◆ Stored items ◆
- - -
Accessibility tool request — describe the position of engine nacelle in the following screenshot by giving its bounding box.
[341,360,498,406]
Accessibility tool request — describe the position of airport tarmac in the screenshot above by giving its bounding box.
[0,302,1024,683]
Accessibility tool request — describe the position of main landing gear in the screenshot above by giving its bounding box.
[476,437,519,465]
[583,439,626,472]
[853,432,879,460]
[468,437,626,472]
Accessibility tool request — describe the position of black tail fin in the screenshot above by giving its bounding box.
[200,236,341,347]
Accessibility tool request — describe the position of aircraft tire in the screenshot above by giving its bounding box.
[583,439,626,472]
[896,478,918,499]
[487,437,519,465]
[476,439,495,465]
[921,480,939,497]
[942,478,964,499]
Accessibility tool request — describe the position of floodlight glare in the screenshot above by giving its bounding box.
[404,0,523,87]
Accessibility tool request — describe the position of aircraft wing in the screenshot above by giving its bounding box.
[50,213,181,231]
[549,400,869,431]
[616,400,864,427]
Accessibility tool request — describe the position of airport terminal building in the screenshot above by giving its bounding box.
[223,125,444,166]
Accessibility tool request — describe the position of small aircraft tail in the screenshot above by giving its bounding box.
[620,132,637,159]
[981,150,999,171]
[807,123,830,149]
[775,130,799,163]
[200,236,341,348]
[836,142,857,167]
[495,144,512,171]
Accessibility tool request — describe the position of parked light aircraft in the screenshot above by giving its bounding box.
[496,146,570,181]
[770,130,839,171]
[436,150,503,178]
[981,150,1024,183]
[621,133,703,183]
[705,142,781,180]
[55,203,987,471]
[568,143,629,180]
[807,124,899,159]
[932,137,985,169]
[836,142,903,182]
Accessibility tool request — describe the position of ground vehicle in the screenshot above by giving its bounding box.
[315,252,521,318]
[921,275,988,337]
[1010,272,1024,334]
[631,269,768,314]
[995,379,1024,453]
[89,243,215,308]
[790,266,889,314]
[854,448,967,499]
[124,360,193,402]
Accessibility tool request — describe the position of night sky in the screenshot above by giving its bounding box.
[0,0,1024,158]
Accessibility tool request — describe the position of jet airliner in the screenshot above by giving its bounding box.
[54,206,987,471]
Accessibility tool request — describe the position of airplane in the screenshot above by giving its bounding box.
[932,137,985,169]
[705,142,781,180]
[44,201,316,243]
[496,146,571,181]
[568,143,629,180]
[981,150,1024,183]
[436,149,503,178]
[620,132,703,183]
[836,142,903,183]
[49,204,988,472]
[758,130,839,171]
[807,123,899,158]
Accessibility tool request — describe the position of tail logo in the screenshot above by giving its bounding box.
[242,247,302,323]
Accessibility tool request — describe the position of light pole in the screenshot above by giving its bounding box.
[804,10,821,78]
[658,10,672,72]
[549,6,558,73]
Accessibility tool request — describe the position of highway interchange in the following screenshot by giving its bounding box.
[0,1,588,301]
- - -
Select and copy every line of the entries above that contains the string "tail". Case counts.

Accessibility tool request — describe the position of black tail fin in the screenshot above by giving its bounding box.
Accessibility tool request — describe the position of small aircraft tail in the screenshot above by giving its bounding box.
Accessibility tool request — describe the position of tail logo in the screenshot above by giving its bounding box.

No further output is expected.